(Entries for labeling bounding boxes)
• • • • • • •
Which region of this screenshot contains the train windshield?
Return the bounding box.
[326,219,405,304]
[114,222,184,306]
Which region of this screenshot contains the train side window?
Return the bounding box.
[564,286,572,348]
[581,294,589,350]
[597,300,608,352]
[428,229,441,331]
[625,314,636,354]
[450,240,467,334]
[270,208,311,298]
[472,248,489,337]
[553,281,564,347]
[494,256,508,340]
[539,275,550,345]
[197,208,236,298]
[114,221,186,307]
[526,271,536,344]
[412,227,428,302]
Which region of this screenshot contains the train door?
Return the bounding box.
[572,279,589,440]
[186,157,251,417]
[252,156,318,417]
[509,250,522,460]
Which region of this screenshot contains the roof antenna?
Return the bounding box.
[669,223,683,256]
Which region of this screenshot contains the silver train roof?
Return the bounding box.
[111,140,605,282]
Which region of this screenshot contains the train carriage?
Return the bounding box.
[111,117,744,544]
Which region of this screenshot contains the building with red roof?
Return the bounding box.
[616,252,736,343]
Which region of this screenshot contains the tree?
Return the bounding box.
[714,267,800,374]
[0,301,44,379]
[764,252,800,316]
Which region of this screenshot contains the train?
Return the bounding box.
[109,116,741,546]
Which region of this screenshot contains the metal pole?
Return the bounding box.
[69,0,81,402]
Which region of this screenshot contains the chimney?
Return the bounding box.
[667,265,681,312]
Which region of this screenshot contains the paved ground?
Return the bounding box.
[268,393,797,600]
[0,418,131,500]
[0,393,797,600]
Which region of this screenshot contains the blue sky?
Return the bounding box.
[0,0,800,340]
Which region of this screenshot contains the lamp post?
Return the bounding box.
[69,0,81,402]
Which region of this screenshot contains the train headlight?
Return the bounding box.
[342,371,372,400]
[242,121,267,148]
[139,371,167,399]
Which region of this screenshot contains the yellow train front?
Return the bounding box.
• • • • • • •
Copy the rows word for word, starting at the first row and ending with the row that contains "[114,222,184,306]", including that row.

Result for this task:
Which region of this screenshot contains the train windshield?
Return the bounding box.
[326,219,405,304]
[114,222,184,306]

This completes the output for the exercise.